### Passage to read

Routhierville (/fr/) is an unorganized territory in the Bas-Saint-Laurent region of Quebec, Canada. The territory is bisected by the Matapédia River and Quebec Route 132 that runs parallel to it. There are two hamlets in the territory: the eponymous Routhierville () and Milnikek ().

The community of Routhierville is located on the west bank of the Matapédia River along the Canadian National Railway that was originally constructed as the Intercolonial Railway in the 1860s, while its train station was built in 1878. The community used to be called Assametquagan, meaning "appearing at the detour," but was renamed after station master Alphonse Routhier (1875–1958).

The community of Routhierville is accessible from Route 132 with a covered bridge over the Matapédia River, built in 1931 to replace a ferry. This 78.5 m and 6.3 m bridge was classified as a historic monument on October 1, 2009, and rebuilt in 2011.

######

Condense the paragraph of the Routhierville passage that begins "The community of Routhierville is located on the west bank" into a bulleted list of its main facts. Rely solely on the Routhierville passage above.

### Supplied data

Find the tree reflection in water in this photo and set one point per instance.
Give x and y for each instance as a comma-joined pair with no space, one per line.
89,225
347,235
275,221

######

## Response box
- Routhierville lies on the west bank of the Matapédia River, along the Canadian National Railway.
- The railway was originally built as the Intercolonial Railway in the 1860s, and the train station was built in 1878.
- The community was formerly called Assametquagan, meaning "appearing at the detour."
- It was renamed after station master Alphonse Routhier (1875–1958).